I am afraid the conclusion is wrong in both cases...
(Asymmetric definition)
What is the distribution of $(Y_1,Y_2-Y_1,\ldots,Y_{n-1}-Y_{n-2},1-Y_{n-1})$?
Let $Z^{(n)}=(Y_1,Y_2-Y_1,\ldots,Y_{n-1}-Y_{n-2},1-Y_{n-1})$, then $Z^{(n)}$ is almost surely in $D_n=H_n\cap(\mathbb R_+)^n$ where $H_n$ is the affine hyperplane of $\mathbb R^n$ of equation $z_1+\cdots+z_n=1$, and uniformly distributed on $D_n$. In particular, $E(Z^{(n)}_k)=1/n$ for every $1\leqslant k\leqslant n$, hence $E(Y_k)=k/n$ for every $1\leqslant k\leqslant n-1$.
(Symmetric definition)
What is the distribution of $(1+Y_1-Y_n,Y_2-Y_1,\ldots,Y_{n-1}-Y_{n-2},Y_n-Y_{n-1})$?

__GOAL A__. Reproduce every line of the polygon-labeling records, requests included, but multiply each coordinate in the answers by 2.25, rounding to whole numbers with halves rounded up. Omit the picture lines from your output.
The records below have no connection to the text on spacings above.

__DATA LISTING__.

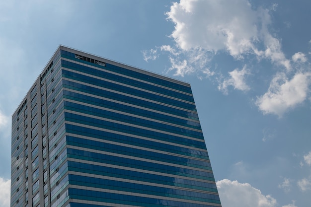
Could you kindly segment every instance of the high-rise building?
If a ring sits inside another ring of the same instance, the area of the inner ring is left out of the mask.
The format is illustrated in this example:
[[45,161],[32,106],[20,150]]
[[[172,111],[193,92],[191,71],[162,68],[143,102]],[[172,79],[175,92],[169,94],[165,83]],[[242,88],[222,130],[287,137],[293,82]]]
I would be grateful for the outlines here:
[[221,206],[190,84],[62,46],[11,159],[11,207]]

__GOAL B__. Carry on the text about the distribution of spacings from where it stops.

__FINAL RESULT A__.
Could you kindly segment every instance of the high-rise building?
If a ring sits inside another ring of the same instance, the area of the inner ring is left out of the mask.
The format is illustrated in this example:
[[45,161],[32,106],[20,150]]
[[[172,111],[193,92],[191,71],[162,68],[143,102]],[[172,79],[175,92],[169,94],[165,83]],[[242,88],[222,130],[287,137],[293,82]]]
I would be grateful for the outlines here:
[[497,464],[428,189],[140,104],[25,358],[25,466]]

__FINAL RESULT B__.
Let $T^{(n)}=(1+Y_1-Y_n,Y_2-Y_1,\ldots,Y_{n-1}-Y_{n-2},Y_n-Y_{n-1})$, then $T^{(n)}=G(Z^{(n+1)})$ where $G:\mathbb R^{n+1}\to\mathbb R^n$ is the affine function defined by $G(z_1,\ldots,z_{n+1})=(z_1+z_{n+1},z_2,\ldots,z_n)$. This yields the distribution of $T^{(n)}$, whose support is $D_n$, and whose density is proportional to $(t_k)_{1\leqslant k\leqslant n}\mapsto t_1$ on $D_n$. In particular $E(T^{(n)}_1)=2/(n+1)$ and $E(T^{(n)}_k)=1/(n+1)$ for every $2\leqslant k\leqslant n$.
I think a more easy to follow (and simpler) proof would be to use a different change of variables.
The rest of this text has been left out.